__TASK GOAL__.
Find the line with "box: [570, 0, 664, 46]" in the entries below. Repeat it, every following line, and the line with "negative clicks: (56, 80)", exactly and with nothing added.

__EXTRACTED ENTRIES__.
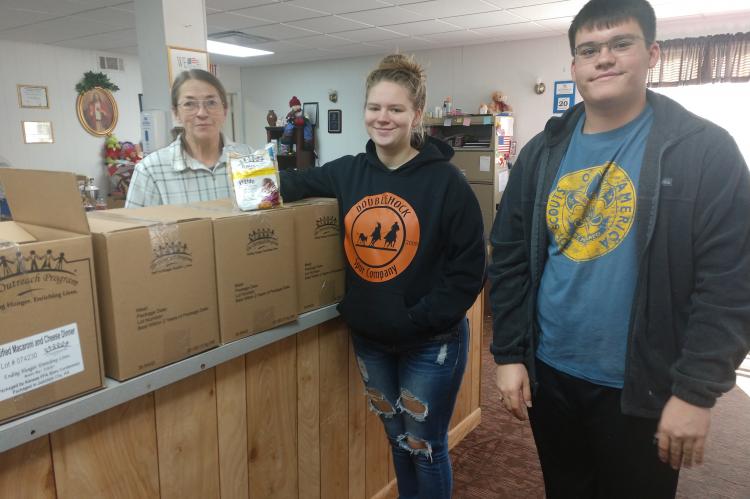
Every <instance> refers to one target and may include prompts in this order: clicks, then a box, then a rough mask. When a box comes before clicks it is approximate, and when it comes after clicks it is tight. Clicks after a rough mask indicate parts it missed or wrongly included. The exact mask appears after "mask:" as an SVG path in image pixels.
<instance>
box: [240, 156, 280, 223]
mask: <svg viewBox="0 0 750 499" xmlns="http://www.w3.org/2000/svg"><path fill="white" fill-rule="evenodd" d="M227 156H228V164H229V168H228V172H229V178H230V181H231V184H232V187H233V189H234V199H235V202H236V204H237V207H238V208H239V209H240V210H242V211H251V210H266V209H269V208H275V207H277V206H281V193H280V192H279V170H278V168H277V166H276V161H275V159H276V156H275V154H274V150H273V145H272V144H266V147H265V148H263V149H260V150H258V151H255V152H253V153H252V154H249V155H248V154H241V153H238V152H235V151H229V152H228V154H227Z"/></svg>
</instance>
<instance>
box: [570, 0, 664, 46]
mask: <svg viewBox="0 0 750 499" xmlns="http://www.w3.org/2000/svg"><path fill="white" fill-rule="evenodd" d="M628 19H634V20H635V21H636V22H637V23H638V25H639V26H640V27H641V31H643V38H644V39H645V40H646V45H651V44H652V43H654V41H655V40H656V14H655V13H654V8H653V7H651V4H650V3H648V2H647V1H646V0H591V1H590V2H589V3H587V4H586V5H584V6H583V8H582V9H581V10H580V11H579V12H578V14H576V16H575V17H574V18H573V22H572V23H570V28H569V29H568V41H569V42H570V53H571V55H575V44H576V34H577V33H578V32H579V31H580V30H582V29H601V28H610V27H612V26H617V25H618V24H621V23H623V22H625V21H627V20H628Z"/></svg>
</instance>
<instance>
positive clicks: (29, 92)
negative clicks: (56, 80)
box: [16, 84, 49, 109]
mask: <svg viewBox="0 0 750 499" xmlns="http://www.w3.org/2000/svg"><path fill="white" fill-rule="evenodd" d="M16 89H17V90H18V105H19V106H20V107H35V108H42V109H49V99H48V98H47V87H43V86H41V85H20V84H19V85H16Z"/></svg>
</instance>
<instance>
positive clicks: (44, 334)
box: [0, 322, 84, 401]
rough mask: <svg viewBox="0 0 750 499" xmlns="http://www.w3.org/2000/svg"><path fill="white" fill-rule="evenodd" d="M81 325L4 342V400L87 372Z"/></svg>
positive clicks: (73, 323)
mask: <svg viewBox="0 0 750 499" xmlns="http://www.w3.org/2000/svg"><path fill="white" fill-rule="evenodd" d="M83 370H84V366H83V356H82V354H81V342H80V338H79V336H78V325H77V324H76V323H75V322H74V323H73V324H68V325H67V326H61V327H58V328H55V329H50V330H49V331H45V332H43V333H39V334H35V335H33V336H27V337H26V338H21V339H19V340H15V341H11V342H9V343H5V344H3V345H0V401H3V400H7V399H9V398H12V397H16V396H18V395H21V394H24V393H26V392H29V391H31V390H34V389H36V388H41V387H43V386H45V385H49V384H51V383H55V382H56V381H59V380H61V379H63V378H67V377H68V376H72V375H74V374H78V373H80V372H83Z"/></svg>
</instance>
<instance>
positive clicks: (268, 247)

__EXPECTED ANSWER__.
box: [570, 0, 664, 46]
mask: <svg viewBox="0 0 750 499" xmlns="http://www.w3.org/2000/svg"><path fill="white" fill-rule="evenodd" d="M628 19H634V20H635V21H636V22H637V23H638V25H639V26H640V27H641V31H643V38H644V39H645V40H646V45H651V44H652V43H654V41H655V40H656V14H655V13H654V8H653V7H651V4H650V3H648V2H647V1H646V0H591V1H590V2H589V3H587V4H586V5H584V6H583V8H582V9H581V10H580V11H579V12H578V14H576V16H575V17H574V18H573V22H572V23H570V28H569V29H568V41H569V42H570V53H571V55H575V44H576V34H577V33H578V32H579V31H580V30H582V29H601V28H610V27H612V26H617V25H618V24H621V23H623V22H625V21H627V20H628Z"/></svg>
</instance>
<instance>
positive clicks: (29, 92)
negative clicks: (56, 80)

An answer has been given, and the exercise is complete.